• _Written instruction_
Copy every line of the material below without any changes.

Dataset excerpt
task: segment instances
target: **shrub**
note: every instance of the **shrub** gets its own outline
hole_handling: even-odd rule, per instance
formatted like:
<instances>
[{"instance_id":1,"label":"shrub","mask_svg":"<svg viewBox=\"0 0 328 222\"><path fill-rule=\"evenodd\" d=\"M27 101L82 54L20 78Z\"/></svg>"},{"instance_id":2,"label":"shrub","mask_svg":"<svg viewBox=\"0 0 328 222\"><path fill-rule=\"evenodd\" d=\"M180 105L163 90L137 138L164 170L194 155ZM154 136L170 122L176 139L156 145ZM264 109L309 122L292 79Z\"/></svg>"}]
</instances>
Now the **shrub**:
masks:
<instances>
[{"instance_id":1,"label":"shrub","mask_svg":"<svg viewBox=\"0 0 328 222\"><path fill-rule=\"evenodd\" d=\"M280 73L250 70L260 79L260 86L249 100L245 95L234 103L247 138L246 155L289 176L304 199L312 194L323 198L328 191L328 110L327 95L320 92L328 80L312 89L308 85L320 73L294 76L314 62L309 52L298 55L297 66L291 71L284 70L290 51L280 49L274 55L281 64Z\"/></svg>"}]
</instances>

• _Written response_
task: segment instances
target: **shrub**
note: every instance of the **shrub** gets its own outline
hole_handling: even-odd rule, per instance
formatted like:
<instances>
[{"instance_id":1,"label":"shrub","mask_svg":"<svg viewBox=\"0 0 328 222\"><path fill-rule=\"evenodd\" d=\"M27 101L82 54L20 78Z\"/></svg>"},{"instance_id":2,"label":"shrub","mask_svg":"<svg viewBox=\"0 0 328 222\"><path fill-rule=\"evenodd\" d=\"M180 105L163 90L137 138L164 170L194 155ZM154 136L170 122L176 139L156 145ZM264 109L309 122L292 79Z\"/></svg>"}]
</instances>
Now the **shrub**:
masks:
<instances>
[{"instance_id":1,"label":"shrub","mask_svg":"<svg viewBox=\"0 0 328 222\"><path fill-rule=\"evenodd\" d=\"M280 73L250 70L260 79L260 86L249 100L245 95L234 103L247 138L246 155L289 176L304 199L312 194L323 198L328 191L328 110L327 95L320 92L328 80L312 89L308 85L320 73L294 76L314 62L309 52L298 55L297 66L291 71L284 70L290 51L280 49L274 55L281 64Z\"/></svg>"}]
</instances>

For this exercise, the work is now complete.